### Task directions
Rewrite every entry below as a numbered list with one line per item, and omit any blank lines.

### Exercise input

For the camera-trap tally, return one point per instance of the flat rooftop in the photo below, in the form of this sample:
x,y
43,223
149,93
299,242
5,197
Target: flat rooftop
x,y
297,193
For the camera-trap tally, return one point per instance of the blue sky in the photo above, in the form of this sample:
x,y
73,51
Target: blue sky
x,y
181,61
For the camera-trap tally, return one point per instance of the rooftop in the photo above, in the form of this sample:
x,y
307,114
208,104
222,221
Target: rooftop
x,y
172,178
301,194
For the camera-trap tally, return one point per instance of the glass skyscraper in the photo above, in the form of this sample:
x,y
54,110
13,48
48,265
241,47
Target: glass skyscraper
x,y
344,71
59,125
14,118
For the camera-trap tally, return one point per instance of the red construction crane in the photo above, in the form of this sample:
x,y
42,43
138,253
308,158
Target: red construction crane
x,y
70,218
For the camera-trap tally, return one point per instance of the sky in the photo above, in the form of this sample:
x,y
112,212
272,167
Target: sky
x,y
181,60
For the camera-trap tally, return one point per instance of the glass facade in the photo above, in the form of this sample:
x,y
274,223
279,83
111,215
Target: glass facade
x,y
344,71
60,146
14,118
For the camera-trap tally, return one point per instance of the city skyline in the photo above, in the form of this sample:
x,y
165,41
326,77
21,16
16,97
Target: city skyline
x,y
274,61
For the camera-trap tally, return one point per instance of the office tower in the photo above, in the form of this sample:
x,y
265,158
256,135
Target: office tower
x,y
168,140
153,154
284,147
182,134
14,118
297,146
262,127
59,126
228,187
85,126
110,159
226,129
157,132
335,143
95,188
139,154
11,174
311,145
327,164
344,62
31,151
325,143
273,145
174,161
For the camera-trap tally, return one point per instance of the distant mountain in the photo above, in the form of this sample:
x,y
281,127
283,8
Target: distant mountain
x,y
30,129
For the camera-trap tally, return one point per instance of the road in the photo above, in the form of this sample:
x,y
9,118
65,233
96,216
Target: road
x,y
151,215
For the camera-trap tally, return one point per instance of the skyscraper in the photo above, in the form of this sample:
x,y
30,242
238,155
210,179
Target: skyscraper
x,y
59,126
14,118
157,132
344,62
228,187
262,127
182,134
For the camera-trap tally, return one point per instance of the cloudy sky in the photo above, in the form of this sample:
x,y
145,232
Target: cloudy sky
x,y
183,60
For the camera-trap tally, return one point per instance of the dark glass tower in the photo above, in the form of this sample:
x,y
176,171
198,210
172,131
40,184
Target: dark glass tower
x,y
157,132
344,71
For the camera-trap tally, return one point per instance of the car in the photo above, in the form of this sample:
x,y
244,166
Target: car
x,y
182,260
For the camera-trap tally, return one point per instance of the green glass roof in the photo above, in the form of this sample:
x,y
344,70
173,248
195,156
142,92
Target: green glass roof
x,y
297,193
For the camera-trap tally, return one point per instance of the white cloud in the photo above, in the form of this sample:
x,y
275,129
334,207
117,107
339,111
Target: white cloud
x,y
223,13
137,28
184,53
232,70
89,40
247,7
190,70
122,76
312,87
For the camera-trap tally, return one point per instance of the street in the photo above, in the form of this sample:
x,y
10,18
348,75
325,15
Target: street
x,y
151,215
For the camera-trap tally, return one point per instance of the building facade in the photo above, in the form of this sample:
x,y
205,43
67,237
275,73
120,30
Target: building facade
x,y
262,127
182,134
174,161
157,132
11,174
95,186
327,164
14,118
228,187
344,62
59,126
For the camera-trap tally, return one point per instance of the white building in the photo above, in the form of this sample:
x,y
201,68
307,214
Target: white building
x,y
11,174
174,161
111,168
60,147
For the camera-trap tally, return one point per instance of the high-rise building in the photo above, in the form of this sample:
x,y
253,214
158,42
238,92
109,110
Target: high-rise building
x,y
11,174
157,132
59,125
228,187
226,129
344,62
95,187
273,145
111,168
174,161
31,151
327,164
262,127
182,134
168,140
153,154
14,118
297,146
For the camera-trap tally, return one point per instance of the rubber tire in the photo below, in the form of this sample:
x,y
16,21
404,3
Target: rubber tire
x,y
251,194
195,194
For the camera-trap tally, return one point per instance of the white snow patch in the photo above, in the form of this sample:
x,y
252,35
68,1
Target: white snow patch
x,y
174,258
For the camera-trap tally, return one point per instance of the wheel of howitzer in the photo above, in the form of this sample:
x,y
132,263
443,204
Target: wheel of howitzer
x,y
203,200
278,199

### Correct result
1. For the camera-trap tally, return one point per instance of the flat rooftop in the photo below, in the form of this sample:
2. x,y
3. 43,223
4. 149,93
5. 299,242
6. 5,197
7. Target: flat rooftop
8. x,y
9. 297,193
10. For the camera-trap tally, return one point per instance of the blue sky in the photo above, in the form of this sample:
11. x,y
12. 73,51
13. Target: blue sky
14. x,y
15. 181,61
16. For the camera-trap tally, return one point per instance of the rooftop in the photo above, in the form of this sample:
17. x,y
18. 307,114
19. 208,104
20. 222,221
21. Target: rooftop
22. x,y
23. 172,178
24. 301,194
25. For the camera-trap tally, return one point per instance of the glass skyscraper in the photo above, in the form of this sample:
26. x,y
27. 54,110
28. 13,48
29. 48,265
30. 241,47
31. Target: glass skyscraper
32. x,y
33. 344,71
34. 59,125
35. 14,118
36. For the camera-trap tally, return one point per instance of the red construction crane in the photo above, in the form of this sample:
37. x,y
38. 42,43
39. 138,253
40. 308,158
41. Target: red construction crane
42. x,y
43. 70,218
44. For the camera-trap tally, return one point per instance of the sky in the photo above, in the form of this sample:
45. x,y
46. 112,212
47. 272,167
48. Target: sky
49. x,y
50. 181,60
51. For the camera-trap tally, return one point per instance of the glass facade in the photo above, in the form of this sample:
52. x,y
53. 274,223
54. 279,83
55. 111,215
56. Target: glass facade
57. x,y
58. 344,71
59. 60,146
60. 14,118
61. For the camera-trap tally, return one point per instance of the city skyline in the photo above, in the form of this sample:
62. x,y
63. 165,41
64. 326,77
65. 21,16
66. 16,97
67. Target: city skyline
68. x,y
69. 274,61
70. For the camera-trap tally, return one point per instance of the office tower in the photo above, in the form of this sample:
71. x,y
72. 265,158
73. 256,135
74. Target: office tower
75. x,y
76. 168,140
77. 153,154
78. 284,147
79. 182,134
80. 14,118
81. 297,146
82. 262,127
83. 59,126
84. 228,187
85. 85,126
86. 110,159
87. 226,129
88. 157,132
89. 335,143
90. 95,188
91. 139,154
92. 11,174
93. 311,145
94. 327,164
95. 344,62
96. 31,151
97. 325,143
98. 273,145
99. 174,161
100. For the camera-trap tally, return one point per instance of the distant mountain in the photo above, in the form of this sample:
101. x,y
102. 281,127
103. 283,8
104. Target: distant mountain
105. x,y
106. 30,129
107. For the camera-trap tally, return one point per instance of the road in the photo above, in the form of this sample:
108. x,y
109. 9,118
110. 65,233
111. 96,216
112. Target: road
113. x,y
114. 151,215
115. For the camera-trap tally, return one point per instance of the skyscraper in the photo above, in the form of this sample:
116. x,y
117. 30,242
118. 238,155
119. 210,179
120. Target: skyscraper
121. x,y
122. 59,126
123. 14,118
124. 157,132
125. 344,62
126. 228,187
127. 262,127
128. 182,134
129. For the camera-trap tally, return one point per instance of the cloudy sky in the photo above, in the form of this sample:
130. x,y
131. 145,232
132. Target: cloudy sky
133. x,y
134. 183,60
135. For the camera-trap tally, return one point per instance of the dark glass tower in the photo above, in the form of this sample:
136. x,y
137. 176,171
138. 198,210
139. 172,131
140. 40,184
141. Target: dark glass tower
142. x,y
143. 157,132
144. 344,71
145. For the camera-trap tally, return one point per instance of the car in the photo above, in the form of this sample:
146. x,y
147. 244,166
148. Target: car
149. x,y
150. 182,260
151. For the camera-trap tally, return one point per instance of the green glass roof in the photo above, in the form of this sample:
152. x,y
153. 344,70
154. 173,248
155. 195,156
156. 142,92
157. Target: green glass roof
158. x,y
159. 297,193
160. For the camera-trap tally, return one point per instance of the white cloud in the photo above, in the form of this sample:
161. x,y
162. 275,129
163. 334,207
164. 117,107
165. 339,111
166. Target: white cloud
167. x,y
168. 223,13
169. 137,28
170. 184,53
171. 232,70
172. 89,40
173. 247,7
174. 190,70
175. 122,76
176. 312,87
177. For the camera-trap tally, return one point per instance of the street in the photo above, in the form of this sample:
178. x,y
179. 10,18
180. 348,75
181. 325,15
182. Target: street
183. x,y
184. 151,215
185. For the camera-trap tally, return one point per instance of the building facade in the photo above, in the form of this sample:
186. x,y
187. 205,43
188. 67,237
189. 275,73
190. 120,30
191. Target: building facade
192. x,y
193. 262,127
194. 182,134
195. 174,161
196. 157,132
197. 11,174
198. 95,186
199. 327,164
200. 14,118
201. 228,187
202. 344,62
203. 59,126
204. For the camera-trap tally, return one point per instance of the white building in the photo above, in the form of this sample:
205. x,y
206. 201,68
207. 307,214
208. Target: white building
209. x,y
210. 11,174
211. 174,161
212. 111,168
213. 60,147
214. For the camera-trap tally, return one point per instance of the high-rise building in the photo above, in the form of this sample:
215. x,y
216. 253,214
217. 158,42
218. 238,92
219. 109,110
220. Target: high-rise building
221. x,y
222. 11,174
223. 157,132
224. 59,125
225. 228,187
226. 226,129
227. 344,62
228. 95,187
229. 273,145
230. 111,168
231. 174,161
232. 31,151
233. 327,164
234. 262,127
235. 182,134
236. 168,140
237. 153,154
238. 14,118
239. 297,146
240. For the camera-trap tally, return one point per instance of the rubber tire in the photo below, in the form of this sample:
241. x,y
242. 16,21
243. 404,3
244. Target: rubber tire
245. x,y
246. 251,194
247. 195,194
248. For the camera-trap tally, return one point per instance of the white snow patch in the photo above, in the form of this sample:
249. x,y
250. 252,35
251. 68,1
252. Target: white snow patch
253. x,y
254. 174,258
255. For the camera-trap tally, return one point per instance of the wheel of howitzer in the photo above, in the form of this sample:
256. x,y
257. 132,263
258. 443,204
259. Target: wheel of howitzer
260. x,y
261. 203,200
262. 278,199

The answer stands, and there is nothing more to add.